◆ **Given problem**: Copy verbatim every line from the beginning of the rows through the line containing "M 702 1137 L 852 1117 L 852 716 L 684 723 Z", including that line.

***** Material shown

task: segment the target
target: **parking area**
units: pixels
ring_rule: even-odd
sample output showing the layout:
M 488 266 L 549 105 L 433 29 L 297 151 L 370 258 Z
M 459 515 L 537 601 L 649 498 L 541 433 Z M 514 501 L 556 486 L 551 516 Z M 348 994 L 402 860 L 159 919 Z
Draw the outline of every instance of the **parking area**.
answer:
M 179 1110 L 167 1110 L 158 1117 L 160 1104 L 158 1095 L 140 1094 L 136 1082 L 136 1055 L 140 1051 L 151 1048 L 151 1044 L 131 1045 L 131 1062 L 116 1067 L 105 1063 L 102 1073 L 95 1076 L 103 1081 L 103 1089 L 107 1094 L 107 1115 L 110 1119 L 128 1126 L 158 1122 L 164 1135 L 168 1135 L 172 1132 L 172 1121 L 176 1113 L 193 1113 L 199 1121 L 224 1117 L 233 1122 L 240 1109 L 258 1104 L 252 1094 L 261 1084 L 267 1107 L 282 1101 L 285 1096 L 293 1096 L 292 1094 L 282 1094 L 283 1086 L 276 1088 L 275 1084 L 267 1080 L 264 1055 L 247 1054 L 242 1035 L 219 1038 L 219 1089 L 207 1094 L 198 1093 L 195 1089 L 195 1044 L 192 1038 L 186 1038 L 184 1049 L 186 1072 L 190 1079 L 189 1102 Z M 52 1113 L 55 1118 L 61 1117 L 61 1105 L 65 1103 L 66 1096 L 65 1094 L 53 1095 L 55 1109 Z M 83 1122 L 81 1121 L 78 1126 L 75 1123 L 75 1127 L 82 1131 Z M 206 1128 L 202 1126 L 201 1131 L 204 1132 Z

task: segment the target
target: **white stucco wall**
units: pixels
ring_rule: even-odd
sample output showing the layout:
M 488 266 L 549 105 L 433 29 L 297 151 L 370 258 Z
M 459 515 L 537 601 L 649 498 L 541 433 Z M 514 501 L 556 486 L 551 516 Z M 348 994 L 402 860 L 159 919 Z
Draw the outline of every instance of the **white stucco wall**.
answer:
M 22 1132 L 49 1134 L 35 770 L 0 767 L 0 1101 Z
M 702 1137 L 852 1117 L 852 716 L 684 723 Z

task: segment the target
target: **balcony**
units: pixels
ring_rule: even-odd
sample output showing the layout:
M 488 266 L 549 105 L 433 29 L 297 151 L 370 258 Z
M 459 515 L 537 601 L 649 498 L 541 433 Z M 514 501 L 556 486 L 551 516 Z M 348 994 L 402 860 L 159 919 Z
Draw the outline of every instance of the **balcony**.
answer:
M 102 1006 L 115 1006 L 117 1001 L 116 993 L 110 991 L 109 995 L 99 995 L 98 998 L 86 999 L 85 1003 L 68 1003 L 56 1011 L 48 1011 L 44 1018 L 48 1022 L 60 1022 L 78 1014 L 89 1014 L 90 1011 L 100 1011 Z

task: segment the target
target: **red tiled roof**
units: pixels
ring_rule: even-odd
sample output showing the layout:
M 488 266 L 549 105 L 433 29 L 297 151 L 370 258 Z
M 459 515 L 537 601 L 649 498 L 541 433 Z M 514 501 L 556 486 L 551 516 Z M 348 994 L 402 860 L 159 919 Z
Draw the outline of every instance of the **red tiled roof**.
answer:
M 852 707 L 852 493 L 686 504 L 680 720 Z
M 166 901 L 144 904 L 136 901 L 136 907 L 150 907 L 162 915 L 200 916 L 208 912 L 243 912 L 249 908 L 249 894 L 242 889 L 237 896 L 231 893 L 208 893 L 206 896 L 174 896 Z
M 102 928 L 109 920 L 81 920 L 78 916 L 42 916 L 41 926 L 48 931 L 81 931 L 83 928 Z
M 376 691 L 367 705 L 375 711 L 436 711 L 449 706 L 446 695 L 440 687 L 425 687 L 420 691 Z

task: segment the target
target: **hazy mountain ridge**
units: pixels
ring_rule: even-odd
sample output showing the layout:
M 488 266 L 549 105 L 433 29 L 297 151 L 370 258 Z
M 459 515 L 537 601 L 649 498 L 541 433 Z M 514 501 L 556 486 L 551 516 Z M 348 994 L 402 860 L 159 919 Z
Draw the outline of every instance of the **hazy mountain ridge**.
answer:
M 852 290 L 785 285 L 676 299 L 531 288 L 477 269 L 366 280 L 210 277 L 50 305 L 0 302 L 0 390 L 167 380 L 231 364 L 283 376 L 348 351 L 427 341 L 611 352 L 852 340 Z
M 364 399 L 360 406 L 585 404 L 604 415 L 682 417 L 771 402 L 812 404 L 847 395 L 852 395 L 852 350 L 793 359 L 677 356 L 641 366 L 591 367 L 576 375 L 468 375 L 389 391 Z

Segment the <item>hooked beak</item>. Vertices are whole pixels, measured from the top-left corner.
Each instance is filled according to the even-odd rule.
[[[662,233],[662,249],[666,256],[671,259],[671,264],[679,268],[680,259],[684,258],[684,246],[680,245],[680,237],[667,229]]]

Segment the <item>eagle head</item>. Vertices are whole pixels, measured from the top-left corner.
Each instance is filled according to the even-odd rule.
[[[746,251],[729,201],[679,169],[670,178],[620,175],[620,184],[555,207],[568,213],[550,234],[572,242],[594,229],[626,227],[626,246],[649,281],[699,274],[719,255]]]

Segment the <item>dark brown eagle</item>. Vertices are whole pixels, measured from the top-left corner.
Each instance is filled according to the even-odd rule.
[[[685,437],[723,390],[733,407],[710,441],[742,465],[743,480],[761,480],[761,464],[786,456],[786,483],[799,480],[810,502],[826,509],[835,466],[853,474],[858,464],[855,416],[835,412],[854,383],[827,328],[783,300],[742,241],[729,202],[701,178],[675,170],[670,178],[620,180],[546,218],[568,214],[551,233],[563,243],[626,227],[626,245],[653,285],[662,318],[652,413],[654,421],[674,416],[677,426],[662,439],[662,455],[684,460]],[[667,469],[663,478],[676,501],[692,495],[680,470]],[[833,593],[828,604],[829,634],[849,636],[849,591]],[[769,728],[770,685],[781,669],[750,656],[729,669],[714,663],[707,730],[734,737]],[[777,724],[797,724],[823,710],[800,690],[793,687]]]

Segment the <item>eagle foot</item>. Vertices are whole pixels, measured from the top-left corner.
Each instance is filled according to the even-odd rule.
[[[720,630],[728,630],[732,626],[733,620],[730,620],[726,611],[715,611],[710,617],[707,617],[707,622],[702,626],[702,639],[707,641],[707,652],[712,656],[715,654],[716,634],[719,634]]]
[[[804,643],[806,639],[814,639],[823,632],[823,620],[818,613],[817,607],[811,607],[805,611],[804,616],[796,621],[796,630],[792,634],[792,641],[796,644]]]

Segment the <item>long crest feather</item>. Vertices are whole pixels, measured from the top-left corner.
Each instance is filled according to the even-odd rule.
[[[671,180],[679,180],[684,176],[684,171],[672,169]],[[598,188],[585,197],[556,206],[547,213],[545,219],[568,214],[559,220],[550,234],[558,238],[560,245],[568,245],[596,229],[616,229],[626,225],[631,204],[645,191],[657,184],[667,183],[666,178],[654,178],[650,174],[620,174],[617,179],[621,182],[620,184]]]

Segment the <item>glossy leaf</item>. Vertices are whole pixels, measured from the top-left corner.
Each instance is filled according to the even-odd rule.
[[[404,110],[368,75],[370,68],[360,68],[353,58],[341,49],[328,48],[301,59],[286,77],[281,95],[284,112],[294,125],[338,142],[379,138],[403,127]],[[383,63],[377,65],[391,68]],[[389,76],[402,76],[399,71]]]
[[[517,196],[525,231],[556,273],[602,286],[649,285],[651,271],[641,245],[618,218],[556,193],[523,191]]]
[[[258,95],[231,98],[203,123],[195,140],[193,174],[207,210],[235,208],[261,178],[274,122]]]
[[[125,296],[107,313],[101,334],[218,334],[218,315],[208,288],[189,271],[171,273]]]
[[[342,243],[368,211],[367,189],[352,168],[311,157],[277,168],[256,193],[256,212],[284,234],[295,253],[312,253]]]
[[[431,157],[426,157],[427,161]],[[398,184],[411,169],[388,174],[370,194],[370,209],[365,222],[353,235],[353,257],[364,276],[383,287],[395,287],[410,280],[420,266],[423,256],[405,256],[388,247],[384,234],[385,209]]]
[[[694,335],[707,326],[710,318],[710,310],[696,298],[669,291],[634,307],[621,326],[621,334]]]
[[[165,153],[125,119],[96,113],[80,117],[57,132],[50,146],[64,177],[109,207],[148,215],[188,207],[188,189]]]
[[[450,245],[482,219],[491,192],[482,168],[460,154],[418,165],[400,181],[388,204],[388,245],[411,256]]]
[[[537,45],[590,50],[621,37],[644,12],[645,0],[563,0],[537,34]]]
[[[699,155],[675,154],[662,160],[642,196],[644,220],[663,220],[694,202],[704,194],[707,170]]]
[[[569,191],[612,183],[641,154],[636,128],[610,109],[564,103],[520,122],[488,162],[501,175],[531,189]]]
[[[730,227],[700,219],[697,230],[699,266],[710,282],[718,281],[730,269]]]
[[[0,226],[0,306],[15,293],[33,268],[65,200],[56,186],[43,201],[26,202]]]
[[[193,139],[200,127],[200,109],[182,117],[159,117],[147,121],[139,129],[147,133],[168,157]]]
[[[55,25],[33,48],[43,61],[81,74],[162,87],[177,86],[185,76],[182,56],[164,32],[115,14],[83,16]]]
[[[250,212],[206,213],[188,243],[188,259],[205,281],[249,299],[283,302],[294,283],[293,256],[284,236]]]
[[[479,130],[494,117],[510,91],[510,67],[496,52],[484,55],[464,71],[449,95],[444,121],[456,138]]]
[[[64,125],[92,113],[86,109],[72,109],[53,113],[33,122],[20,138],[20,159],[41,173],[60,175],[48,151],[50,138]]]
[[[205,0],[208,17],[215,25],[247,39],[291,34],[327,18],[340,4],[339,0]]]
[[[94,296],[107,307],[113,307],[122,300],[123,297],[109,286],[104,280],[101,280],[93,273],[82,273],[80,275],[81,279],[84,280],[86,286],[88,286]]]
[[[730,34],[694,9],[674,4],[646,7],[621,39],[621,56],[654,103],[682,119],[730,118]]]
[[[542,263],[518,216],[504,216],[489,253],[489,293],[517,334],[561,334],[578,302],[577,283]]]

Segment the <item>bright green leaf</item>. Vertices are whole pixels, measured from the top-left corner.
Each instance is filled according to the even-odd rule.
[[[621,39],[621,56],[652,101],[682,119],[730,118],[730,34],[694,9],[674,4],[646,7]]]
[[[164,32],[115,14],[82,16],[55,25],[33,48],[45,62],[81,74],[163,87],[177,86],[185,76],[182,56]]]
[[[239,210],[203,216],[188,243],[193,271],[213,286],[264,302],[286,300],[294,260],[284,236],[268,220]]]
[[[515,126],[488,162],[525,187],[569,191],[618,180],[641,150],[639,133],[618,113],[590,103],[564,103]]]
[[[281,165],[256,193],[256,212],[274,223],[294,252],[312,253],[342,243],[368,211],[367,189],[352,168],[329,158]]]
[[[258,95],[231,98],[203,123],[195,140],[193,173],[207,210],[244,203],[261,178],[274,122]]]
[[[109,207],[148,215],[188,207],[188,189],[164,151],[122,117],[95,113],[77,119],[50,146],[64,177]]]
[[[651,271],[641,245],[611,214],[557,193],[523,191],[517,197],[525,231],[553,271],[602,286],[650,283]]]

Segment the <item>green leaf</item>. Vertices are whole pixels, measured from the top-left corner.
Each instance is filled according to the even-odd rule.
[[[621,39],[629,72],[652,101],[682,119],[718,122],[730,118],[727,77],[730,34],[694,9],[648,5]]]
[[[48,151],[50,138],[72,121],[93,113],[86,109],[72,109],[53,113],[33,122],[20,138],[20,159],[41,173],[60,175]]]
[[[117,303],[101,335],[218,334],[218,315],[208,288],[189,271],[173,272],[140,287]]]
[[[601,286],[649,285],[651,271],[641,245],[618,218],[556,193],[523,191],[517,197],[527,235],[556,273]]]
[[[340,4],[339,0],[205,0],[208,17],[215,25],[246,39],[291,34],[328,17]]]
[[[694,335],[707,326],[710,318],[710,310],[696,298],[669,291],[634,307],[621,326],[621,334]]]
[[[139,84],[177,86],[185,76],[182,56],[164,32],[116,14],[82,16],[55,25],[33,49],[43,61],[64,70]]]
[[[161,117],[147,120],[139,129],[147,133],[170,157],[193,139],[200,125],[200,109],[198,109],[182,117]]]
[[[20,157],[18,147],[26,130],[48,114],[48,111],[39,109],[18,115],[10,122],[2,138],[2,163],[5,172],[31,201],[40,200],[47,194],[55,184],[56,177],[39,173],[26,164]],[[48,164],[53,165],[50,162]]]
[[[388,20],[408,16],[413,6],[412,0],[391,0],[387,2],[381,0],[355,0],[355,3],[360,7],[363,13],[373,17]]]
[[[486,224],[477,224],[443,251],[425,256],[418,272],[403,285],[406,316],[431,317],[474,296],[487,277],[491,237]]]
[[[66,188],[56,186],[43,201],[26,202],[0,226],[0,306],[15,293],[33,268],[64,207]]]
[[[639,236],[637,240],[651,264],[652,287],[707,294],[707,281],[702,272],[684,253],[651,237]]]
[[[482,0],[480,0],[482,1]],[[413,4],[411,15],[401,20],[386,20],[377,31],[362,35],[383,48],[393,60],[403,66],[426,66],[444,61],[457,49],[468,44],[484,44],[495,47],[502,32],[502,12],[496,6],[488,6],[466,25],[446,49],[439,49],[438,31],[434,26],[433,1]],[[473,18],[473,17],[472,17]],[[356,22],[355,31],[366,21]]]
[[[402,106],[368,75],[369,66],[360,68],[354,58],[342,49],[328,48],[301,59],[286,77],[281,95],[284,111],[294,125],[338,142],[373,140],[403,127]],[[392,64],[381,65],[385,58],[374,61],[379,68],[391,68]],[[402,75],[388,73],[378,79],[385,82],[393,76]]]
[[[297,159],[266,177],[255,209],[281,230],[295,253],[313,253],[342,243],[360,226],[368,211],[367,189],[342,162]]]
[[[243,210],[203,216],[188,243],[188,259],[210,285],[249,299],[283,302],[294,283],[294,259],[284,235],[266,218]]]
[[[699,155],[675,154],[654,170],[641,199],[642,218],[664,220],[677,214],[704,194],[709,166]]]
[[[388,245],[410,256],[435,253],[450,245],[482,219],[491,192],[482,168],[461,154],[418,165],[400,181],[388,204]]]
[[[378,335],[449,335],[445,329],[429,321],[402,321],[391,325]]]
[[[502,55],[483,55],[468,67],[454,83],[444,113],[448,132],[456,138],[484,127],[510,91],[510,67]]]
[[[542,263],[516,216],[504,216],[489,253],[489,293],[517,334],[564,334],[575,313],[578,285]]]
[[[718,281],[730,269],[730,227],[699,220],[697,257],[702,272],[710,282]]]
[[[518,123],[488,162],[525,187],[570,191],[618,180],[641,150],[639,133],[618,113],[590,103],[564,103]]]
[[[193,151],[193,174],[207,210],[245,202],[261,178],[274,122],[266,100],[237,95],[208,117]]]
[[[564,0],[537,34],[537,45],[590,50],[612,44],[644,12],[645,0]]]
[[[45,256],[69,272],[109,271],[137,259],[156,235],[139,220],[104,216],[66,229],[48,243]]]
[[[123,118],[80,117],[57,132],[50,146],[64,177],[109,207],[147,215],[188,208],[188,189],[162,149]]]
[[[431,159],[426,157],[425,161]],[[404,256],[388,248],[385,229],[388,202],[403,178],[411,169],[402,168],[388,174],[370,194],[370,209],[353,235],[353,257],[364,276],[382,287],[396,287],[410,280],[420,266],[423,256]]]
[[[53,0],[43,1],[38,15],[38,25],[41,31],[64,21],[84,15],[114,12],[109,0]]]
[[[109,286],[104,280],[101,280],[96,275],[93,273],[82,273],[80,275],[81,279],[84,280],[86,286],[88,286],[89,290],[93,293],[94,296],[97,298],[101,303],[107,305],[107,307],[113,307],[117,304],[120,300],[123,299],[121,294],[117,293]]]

**********

◆ **Result below**:
task: segment the target
target: **parking area**
units: pixels
ring_rule: even-odd
sample output showing the layout:
M 488 266 L 549 105 L 433 29 L 297 151 L 370 258 Z
M 459 515 L 537 601 L 649 498 L 541 433 Z M 514 501 L 556 486 L 551 516 Z M 348 994 L 402 860 L 159 919 Z
Draw the outline of every instance of the **parking area**.
answer:
M 179 1110 L 167 1110 L 158 1117 L 160 1104 L 158 1095 L 140 1094 L 136 1082 L 136 1055 L 140 1051 L 151 1048 L 151 1044 L 131 1045 L 131 1062 L 116 1067 L 105 1063 L 102 1073 L 95 1076 L 103 1081 L 103 1089 L 107 1094 L 107 1115 L 110 1119 L 128 1126 L 158 1122 L 164 1135 L 168 1135 L 172 1132 L 172 1121 L 176 1113 L 193 1113 L 199 1121 L 224 1117 L 233 1122 L 240 1109 L 258 1104 L 252 1094 L 261 1084 L 267 1107 L 282 1101 L 285 1096 L 293 1096 L 292 1094 L 282 1094 L 283 1086 L 276 1088 L 275 1084 L 267 1080 L 264 1055 L 247 1054 L 242 1035 L 219 1038 L 219 1089 L 207 1094 L 198 1093 L 195 1089 L 195 1044 L 192 1038 L 186 1038 L 184 1049 L 186 1072 L 190 1079 L 189 1102 Z M 52 1113 L 55 1118 L 61 1117 L 61 1105 L 65 1103 L 66 1096 L 65 1094 L 53 1095 L 55 1109 Z M 83 1122 L 81 1121 L 78 1126 L 75 1123 L 75 1127 L 82 1131 Z M 206 1128 L 202 1126 L 201 1131 L 204 1132 Z

task: segment the target
target: **white stucco wall**
units: pixels
ring_rule: even-odd
sample output showing the layout:
M 488 266 L 549 105 L 433 29 L 297 151 L 370 258 Z
M 459 515 L 537 601 L 649 498 L 541 433 Z M 514 501 L 556 486 L 551 516 Z M 348 994 L 402 860 L 159 919 Z
Draw the outline of every instance of the **white stucco wall**.
answer:
M 22 1132 L 49 1134 L 35 770 L 0 767 L 0 1101 Z
M 702 1137 L 852 1117 L 852 716 L 684 723 Z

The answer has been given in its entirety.